For the records that follow, give the number of lines in which the word "query" occurs, with nothing added.
[[ DATA SUPPLIED open ]]
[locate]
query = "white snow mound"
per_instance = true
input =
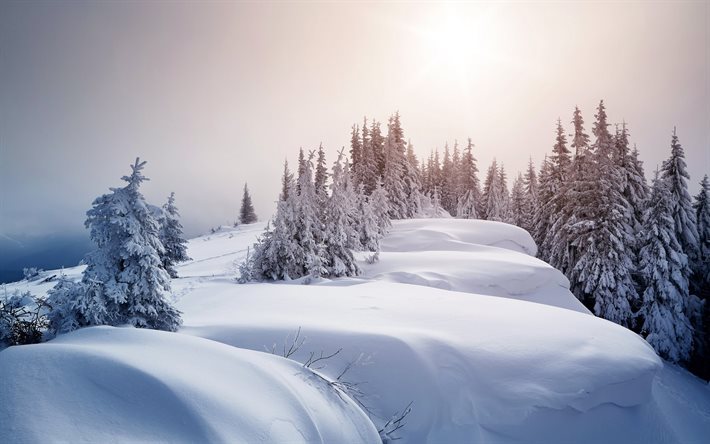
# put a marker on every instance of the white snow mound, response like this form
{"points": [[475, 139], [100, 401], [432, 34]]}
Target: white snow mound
{"points": [[106, 384], [472, 256]]}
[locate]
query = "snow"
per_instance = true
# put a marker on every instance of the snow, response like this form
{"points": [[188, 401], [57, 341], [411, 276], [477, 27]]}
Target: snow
{"points": [[457, 317], [107, 384], [472, 256]]}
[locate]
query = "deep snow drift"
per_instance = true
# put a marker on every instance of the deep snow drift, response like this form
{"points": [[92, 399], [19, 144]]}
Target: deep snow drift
{"points": [[457, 316], [106, 384]]}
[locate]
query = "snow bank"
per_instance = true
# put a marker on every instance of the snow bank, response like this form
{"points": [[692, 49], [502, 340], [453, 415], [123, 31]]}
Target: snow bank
{"points": [[456, 235], [472, 364], [471, 256], [108, 384]]}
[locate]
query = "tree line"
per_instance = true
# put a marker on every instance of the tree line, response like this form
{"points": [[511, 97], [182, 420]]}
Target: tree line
{"points": [[635, 253]]}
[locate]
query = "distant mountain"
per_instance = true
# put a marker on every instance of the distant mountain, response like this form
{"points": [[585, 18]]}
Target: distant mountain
{"points": [[52, 251]]}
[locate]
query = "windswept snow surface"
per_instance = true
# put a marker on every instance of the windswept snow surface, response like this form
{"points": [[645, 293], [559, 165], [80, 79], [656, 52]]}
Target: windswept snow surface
{"points": [[106, 384], [457, 317], [471, 256]]}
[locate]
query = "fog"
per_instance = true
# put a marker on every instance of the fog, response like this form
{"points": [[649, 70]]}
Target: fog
{"points": [[216, 95]]}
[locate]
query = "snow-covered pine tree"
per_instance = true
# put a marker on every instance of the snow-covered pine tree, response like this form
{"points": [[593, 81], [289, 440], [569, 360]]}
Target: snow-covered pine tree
{"points": [[356, 155], [636, 189], [124, 281], [412, 182], [674, 172], [457, 187], [530, 202], [320, 182], [494, 203], [395, 168], [379, 204], [287, 182], [321, 175], [470, 185], [448, 185], [578, 192], [368, 169], [504, 194], [340, 229], [664, 269], [367, 225], [273, 256], [700, 280], [246, 211], [702, 213], [309, 233], [605, 263], [377, 147], [559, 171], [301, 169], [172, 238], [517, 202], [543, 216]]}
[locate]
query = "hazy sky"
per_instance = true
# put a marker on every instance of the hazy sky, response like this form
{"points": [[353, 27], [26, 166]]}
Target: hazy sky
{"points": [[216, 94]]}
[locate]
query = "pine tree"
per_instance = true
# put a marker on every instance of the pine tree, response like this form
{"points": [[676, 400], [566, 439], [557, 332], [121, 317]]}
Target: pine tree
{"points": [[702, 213], [341, 226], [558, 175], [412, 182], [356, 154], [701, 281], [448, 192], [504, 194], [663, 266], [368, 228], [124, 281], [470, 185], [543, 217], [377, 147], [635, 188], [379, 204], [530, 199], [605, 263], [558, 229], [674, 171], [309, 228], [368, 171], [287, 183], [395, 168], [321, 175], [517, 202], [246, 212], [171, 236]]}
[[ DATA SUPPLIED closed ]]
#### EXERCISE ANSWER:
11